NYCReview
photo credit: David A. Lee
Yun Cafe & Asian Market
You could conceivably pass Yun Cafe on the lower level of the Jackson Heights Roosevelt Avenue subway station and assume it’s just somewhere to grab a ginger ale and an egg and cheese on your way to work. While it is a place for quick NYC bodega delights, this all-day deli also serves incredible Burmese cold salads, noodle dishes, and soups worth a detour in your typical subway commute.
Yun Cafe represents one of only two self-identified Burmese restaurants in New York City (the other being Rangoon in Crown Heights). Much of the halal-friendly menu includes elements like fermented tea leaves, shredded papaya, green chiles, and crispy fried beans with sourness, bitterness, umami funk, and sweetness seamlessly balanced in every bite. You’ll notice this harmony especially in dishes like the laphet thoke, a cold salad with fermented tea leaves mixed together in a citrusy fish sauce with thin strands of cabbage and refreshing hunks of red and green tomatoes. The laphet thoke is then topped with a blanket of puffed soy nuts, crunchy peanuts, and sesame seeds. For about $10, you’ll get an invitation to witness every texture coexist in this singular tea leaf salad, like it’s some kind of reunion concert for vegetal goods.

DATA RECORDS:
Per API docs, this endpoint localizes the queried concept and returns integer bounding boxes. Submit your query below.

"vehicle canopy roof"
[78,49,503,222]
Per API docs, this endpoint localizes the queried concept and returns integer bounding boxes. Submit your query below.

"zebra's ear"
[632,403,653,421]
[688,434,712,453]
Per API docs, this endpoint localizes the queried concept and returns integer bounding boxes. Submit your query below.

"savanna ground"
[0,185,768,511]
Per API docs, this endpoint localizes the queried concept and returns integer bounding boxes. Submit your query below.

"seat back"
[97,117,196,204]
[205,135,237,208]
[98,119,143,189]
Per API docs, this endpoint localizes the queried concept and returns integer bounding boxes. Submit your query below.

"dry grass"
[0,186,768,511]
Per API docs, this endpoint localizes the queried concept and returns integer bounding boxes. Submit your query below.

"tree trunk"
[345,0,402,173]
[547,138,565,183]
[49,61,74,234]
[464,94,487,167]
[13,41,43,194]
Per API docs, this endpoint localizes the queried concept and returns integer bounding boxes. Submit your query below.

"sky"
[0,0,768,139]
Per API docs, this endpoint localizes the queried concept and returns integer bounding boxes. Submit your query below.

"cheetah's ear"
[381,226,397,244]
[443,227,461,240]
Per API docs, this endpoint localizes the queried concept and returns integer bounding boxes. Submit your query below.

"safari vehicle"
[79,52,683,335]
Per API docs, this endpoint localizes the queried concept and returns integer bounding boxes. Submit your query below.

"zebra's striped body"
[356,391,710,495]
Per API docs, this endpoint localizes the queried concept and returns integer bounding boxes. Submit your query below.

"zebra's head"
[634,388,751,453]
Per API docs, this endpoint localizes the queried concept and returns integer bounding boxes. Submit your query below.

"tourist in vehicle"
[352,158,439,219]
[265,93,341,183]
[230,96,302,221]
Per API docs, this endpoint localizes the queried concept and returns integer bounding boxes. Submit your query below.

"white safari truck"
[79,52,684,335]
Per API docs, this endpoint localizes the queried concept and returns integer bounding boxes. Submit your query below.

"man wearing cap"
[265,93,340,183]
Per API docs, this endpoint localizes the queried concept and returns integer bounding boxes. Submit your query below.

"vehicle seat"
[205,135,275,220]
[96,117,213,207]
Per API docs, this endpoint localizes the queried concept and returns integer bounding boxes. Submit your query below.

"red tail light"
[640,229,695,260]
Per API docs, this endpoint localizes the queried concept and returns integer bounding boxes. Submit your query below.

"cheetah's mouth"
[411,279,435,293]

REQUIRED ACTIONS:
1/ Format the stretch from the start of the records through the line containing "[98,119,143,189]" as a Markdown table with the columns Row and Line, numbering each row and leaving out blank lines.
2/ Pick up the Yun Cafe review after its last sentence and keep writing it.

RESULTS FOR THE EXERCISE:
1/
| Row | Line |
|---|---|
| 1 | Per API docs, this endpoint localizes the queried concept and returns integer bounding boxes. Submit your query below. |
| 2 | "vehicle canopy roof" |
| 3 | [78,49,503,222] |
| 4 | Per API docs, this endpoint localizes the queried concept and returns integer bounding boxes. Submit your query below. |
| 5 | "zebra's ear" |
| 6 | [632,403,653,421] |
| 7 | [688,434,712,453] |
| 8 | Per API docs, this endpoint localizes the queried concept and returns integer bounding boxes. Submit your query below. |
| 9 | "savanna ground" |
| 10 | [0,185,768,511] |
| 11 | Per API docs, this endpoint localizes the queried concept and returns integer bounding boxes. Submit your query below. |
| 12 | "seat back" |
| 13 | [97,117,196,204] |
| 14 | [205,135,237,208] |
| 15 | [98,119,143,189] |

2/
photo credit: Hannah Albertine
The takeout dishes become even more impressive when you consider the small, subterranean prep area they’re produced in. One person whizzes around behind the counter, heating up soup in the microwave, grabbing fresh vegetables out of a glass refrigerator case, and topping each dish with dried shrimp, lime juice, crunchy soy nuts, peanuts, and sesame seeds. Just a single door and a few shelves with assorted fried beans, fish paste, and pineapple jam biscuits separate this space from headphoned-subway riders. Even still, Yun Cafe somehow feels like it exists in its own universe, far away from MTA conductors reminding you to stand clear of the closing doors, please.
photo credit: David A. Lee
While there are a couple of folding chairs inside Yun Cafe’s stall (and in the subway station hallway), we’d recommend ordering your food to go and heading upstairs to the pedestrian plaza on 74th Street where you’ll find some bright blue seats and tables out in the open.
After you eat the crispy chicken curry noodle or funky fermented tea leaf salad, you’ll probably find yourself hoping that every subway had a connected space as wonderful as Yun Cafe. When the disappointment becomes too much to bear, you know where to go.
A Note About Spice Levels
You can choose your spice level for each dish, and we’d encourage you to try at least medium. Along with umami and sourness, spice is another essential flavor in Yun Cafe’s food. Even with the heat from added green chiles, the dishes feel light, citric-leaning, and refreshing.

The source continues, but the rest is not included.